Recorded data:
■ ■ ■ ■ ■
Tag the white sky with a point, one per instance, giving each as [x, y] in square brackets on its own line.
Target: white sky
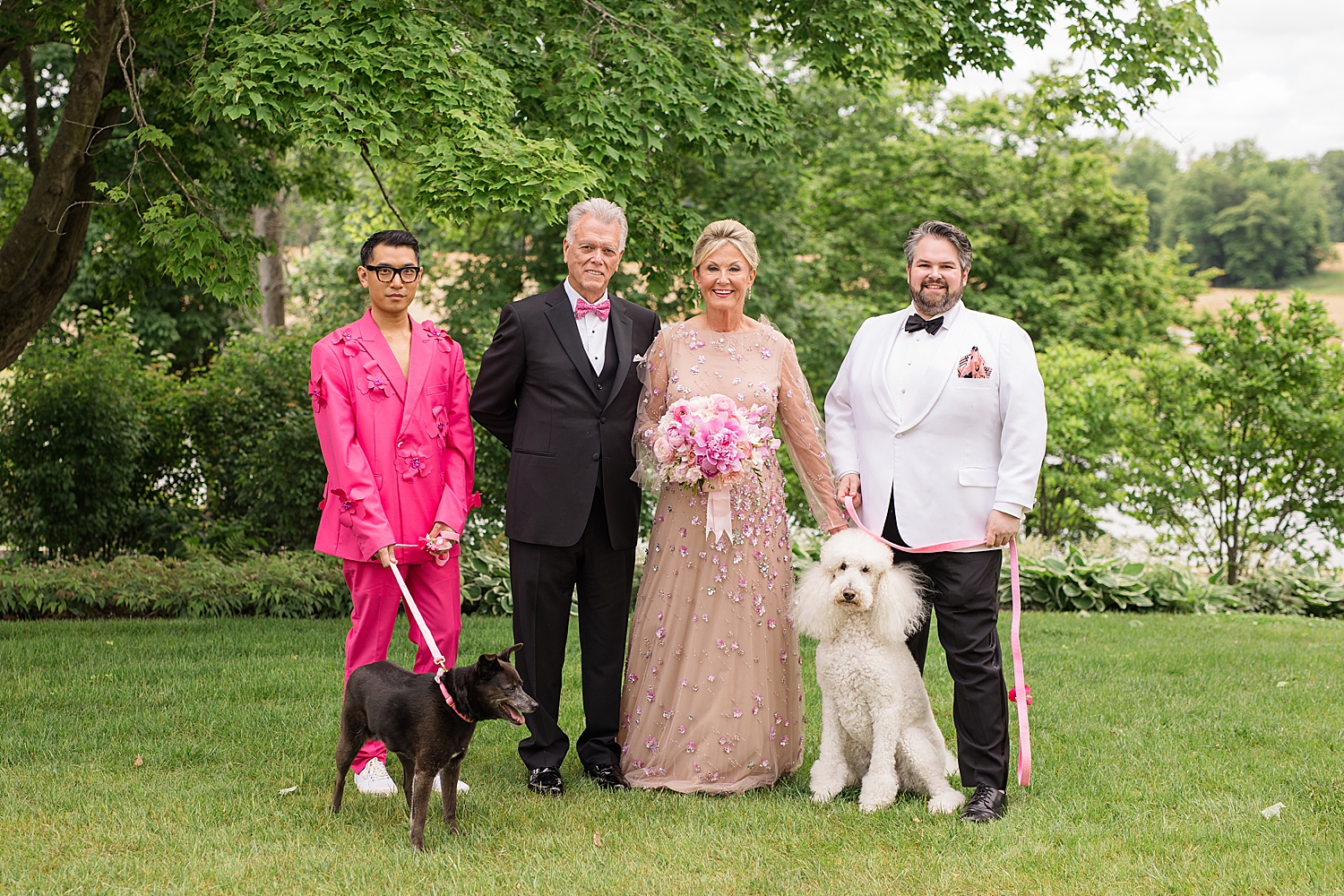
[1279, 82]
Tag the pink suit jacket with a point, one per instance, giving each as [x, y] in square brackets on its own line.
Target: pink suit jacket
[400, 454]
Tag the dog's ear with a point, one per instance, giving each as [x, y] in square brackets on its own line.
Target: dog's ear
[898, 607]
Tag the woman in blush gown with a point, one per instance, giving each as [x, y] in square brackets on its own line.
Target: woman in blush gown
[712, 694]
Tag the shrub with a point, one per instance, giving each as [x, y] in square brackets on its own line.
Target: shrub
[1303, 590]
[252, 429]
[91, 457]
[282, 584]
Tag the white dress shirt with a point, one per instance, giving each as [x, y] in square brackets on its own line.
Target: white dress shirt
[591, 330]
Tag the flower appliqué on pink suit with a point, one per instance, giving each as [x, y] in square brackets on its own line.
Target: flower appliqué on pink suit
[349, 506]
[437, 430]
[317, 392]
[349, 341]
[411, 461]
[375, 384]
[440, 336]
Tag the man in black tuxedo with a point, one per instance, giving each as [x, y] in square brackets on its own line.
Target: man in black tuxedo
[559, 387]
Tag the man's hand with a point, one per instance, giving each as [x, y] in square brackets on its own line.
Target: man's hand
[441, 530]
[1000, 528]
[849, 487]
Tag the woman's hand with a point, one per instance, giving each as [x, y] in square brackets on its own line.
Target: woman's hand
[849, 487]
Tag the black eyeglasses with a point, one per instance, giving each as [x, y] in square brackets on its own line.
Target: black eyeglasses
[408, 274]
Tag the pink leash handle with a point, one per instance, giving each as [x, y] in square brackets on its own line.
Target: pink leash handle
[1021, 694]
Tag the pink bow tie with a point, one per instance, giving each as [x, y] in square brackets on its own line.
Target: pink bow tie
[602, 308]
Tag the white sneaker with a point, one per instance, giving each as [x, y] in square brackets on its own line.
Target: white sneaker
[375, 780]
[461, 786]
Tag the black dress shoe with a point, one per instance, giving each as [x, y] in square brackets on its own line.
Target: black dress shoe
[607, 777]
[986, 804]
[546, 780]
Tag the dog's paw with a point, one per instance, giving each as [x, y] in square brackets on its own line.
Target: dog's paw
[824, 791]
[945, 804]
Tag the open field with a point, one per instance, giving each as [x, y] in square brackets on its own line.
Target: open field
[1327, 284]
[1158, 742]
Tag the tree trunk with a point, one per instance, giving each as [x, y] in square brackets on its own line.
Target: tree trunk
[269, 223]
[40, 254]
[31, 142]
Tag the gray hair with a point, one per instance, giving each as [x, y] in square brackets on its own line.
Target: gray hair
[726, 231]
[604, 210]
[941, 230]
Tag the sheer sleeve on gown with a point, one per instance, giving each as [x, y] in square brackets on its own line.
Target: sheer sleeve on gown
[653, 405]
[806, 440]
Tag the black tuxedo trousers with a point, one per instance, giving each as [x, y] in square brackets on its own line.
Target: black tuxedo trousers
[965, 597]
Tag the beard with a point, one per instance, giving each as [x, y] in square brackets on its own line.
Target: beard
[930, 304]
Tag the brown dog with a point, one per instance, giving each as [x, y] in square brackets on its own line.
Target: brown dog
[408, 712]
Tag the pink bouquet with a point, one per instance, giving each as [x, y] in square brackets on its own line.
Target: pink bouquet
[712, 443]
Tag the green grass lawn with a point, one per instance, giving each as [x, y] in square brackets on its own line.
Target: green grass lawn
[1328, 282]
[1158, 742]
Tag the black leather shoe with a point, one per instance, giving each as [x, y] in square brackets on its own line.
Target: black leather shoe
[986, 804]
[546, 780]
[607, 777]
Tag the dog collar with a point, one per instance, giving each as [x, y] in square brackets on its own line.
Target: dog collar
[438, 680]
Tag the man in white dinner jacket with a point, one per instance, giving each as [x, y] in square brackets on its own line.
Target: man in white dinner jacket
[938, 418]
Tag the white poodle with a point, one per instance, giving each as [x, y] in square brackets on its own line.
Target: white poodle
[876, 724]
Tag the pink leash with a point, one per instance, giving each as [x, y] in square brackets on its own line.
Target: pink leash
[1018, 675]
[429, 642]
■ ■ ■ ■ ■
What this task involves: Begin at the line containing "Tag the green" and reproduce each line through the end of the records above.

Solution for this task:
Tag the green grass lawn with a point, one per instance, giving each as [x, y] in square brackets on its own line.
Target: green grass lawn
[1328, 282]
[1158, 742]
Tag the black leather shoe with a point, one per instance, giving each as [x, y] in square brackets on its own line.
Target: black leather shoe
[986, 804]
[546, 780]
[607, 777]
Tag the dog collar with a point, one per instance, giving each as [x, y] in square brackets on its own line.
Target: dog collar
[438, 680]
Tag the man in white dinner jacket with a point, one per instance, giving each as [x, y] in square brackets on its own line.
Target: man in white dinner jacket
[938, 418]
Tag the white poodle with a point, one per instance, giving each as [x, y] in square brackets on its own line.
Target: white poodle
[876, 724]
Tag the pink leash with a point, one per instance, giving each as [x, y] in square brackets on its own line.
Target: pink leash
[1018, 675]
[429, 642]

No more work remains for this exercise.